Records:
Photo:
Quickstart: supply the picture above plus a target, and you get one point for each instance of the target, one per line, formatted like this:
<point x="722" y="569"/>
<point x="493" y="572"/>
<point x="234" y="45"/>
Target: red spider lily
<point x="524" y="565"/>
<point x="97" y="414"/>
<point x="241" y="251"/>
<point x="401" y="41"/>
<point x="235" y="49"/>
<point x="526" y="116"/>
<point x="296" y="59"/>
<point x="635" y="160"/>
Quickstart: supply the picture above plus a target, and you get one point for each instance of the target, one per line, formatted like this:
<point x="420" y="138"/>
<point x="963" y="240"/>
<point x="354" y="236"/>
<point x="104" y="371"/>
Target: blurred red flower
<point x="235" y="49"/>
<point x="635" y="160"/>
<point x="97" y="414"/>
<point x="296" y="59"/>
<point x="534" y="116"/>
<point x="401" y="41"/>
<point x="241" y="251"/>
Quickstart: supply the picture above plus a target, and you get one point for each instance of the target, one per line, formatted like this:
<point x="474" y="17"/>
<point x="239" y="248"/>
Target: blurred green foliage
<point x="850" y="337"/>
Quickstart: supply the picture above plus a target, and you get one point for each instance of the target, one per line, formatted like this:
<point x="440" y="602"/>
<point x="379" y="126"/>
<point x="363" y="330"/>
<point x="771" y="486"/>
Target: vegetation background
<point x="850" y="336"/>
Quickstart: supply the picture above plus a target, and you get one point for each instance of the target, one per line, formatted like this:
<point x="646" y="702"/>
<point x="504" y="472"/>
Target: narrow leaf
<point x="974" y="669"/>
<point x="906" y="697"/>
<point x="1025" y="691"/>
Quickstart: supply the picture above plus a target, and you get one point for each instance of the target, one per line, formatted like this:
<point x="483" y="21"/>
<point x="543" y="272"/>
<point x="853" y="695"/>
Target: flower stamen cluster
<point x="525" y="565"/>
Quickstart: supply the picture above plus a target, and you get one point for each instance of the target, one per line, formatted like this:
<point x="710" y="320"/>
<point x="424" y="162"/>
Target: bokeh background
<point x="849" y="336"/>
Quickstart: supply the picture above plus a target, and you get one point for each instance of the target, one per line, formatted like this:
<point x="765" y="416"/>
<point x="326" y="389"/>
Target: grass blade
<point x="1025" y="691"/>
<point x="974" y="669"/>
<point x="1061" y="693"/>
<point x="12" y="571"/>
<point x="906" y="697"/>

==

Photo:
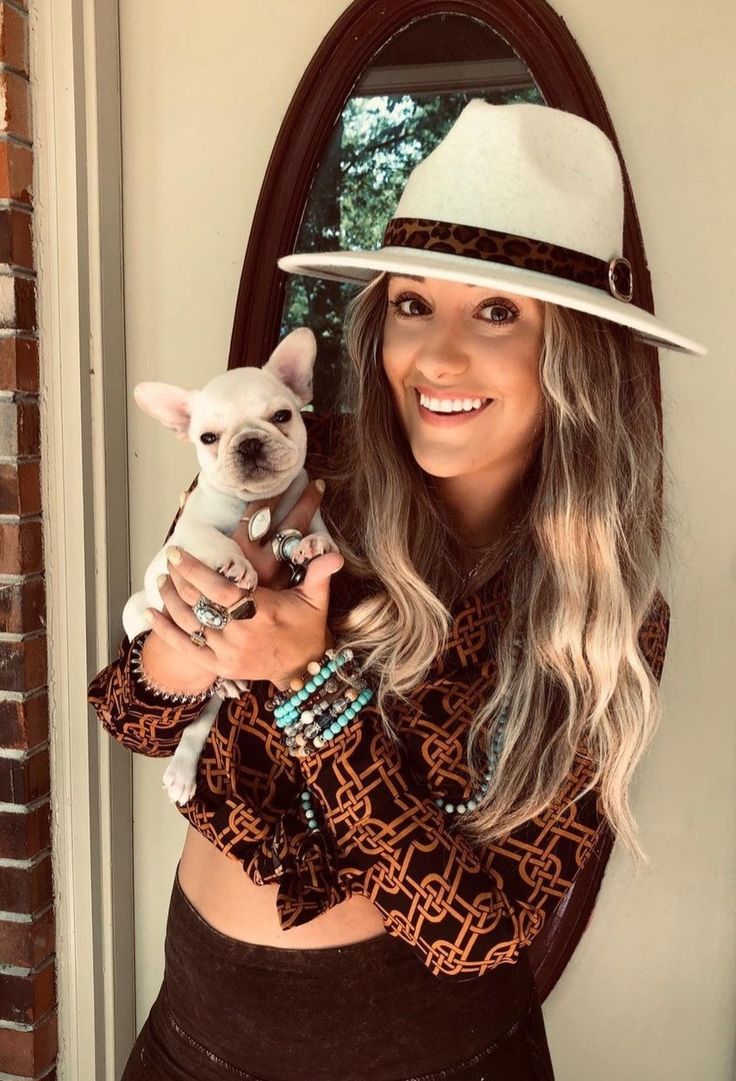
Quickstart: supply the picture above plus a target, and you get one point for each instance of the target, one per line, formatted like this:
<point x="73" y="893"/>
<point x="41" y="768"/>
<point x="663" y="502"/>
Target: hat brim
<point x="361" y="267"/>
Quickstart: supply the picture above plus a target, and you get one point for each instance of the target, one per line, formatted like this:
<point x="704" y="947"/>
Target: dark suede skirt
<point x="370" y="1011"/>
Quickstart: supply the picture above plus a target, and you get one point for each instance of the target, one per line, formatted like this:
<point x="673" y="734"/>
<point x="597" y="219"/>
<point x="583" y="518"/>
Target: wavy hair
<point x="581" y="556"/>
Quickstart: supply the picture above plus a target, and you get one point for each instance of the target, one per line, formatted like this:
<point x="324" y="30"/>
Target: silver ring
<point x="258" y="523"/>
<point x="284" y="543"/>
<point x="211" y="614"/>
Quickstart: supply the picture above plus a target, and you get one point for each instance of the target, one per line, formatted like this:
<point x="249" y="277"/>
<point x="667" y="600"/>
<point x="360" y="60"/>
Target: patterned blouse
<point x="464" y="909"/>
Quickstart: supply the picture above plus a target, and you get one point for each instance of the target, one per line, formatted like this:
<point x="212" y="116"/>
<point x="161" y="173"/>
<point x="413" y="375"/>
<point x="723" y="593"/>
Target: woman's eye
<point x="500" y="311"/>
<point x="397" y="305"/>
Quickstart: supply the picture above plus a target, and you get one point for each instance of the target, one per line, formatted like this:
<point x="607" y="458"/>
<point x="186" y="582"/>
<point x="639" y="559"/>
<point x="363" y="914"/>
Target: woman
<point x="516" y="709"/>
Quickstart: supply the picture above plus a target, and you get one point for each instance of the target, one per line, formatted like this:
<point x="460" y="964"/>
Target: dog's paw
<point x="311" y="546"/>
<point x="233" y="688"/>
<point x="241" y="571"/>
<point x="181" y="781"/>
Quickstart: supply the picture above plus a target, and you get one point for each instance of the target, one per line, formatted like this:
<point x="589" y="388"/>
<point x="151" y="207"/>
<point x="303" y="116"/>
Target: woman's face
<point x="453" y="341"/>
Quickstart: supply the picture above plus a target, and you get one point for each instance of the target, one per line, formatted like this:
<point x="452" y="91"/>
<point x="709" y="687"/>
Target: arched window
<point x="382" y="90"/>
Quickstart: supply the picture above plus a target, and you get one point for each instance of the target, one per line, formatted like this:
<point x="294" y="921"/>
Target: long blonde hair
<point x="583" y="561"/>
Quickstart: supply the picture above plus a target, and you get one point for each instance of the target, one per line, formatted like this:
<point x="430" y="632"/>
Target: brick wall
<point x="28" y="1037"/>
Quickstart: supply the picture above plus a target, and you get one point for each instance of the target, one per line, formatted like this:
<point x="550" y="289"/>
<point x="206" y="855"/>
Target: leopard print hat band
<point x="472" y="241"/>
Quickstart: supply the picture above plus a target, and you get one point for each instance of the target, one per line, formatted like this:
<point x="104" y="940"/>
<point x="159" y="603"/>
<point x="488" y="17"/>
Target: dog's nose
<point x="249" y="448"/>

▸ **Set problem**:
Select every line in the entries above that contains the word "hair", and copy each one out in full. Case counts.

▸ **Complete answer**:
Target: wavy hair
Target: long blonde hair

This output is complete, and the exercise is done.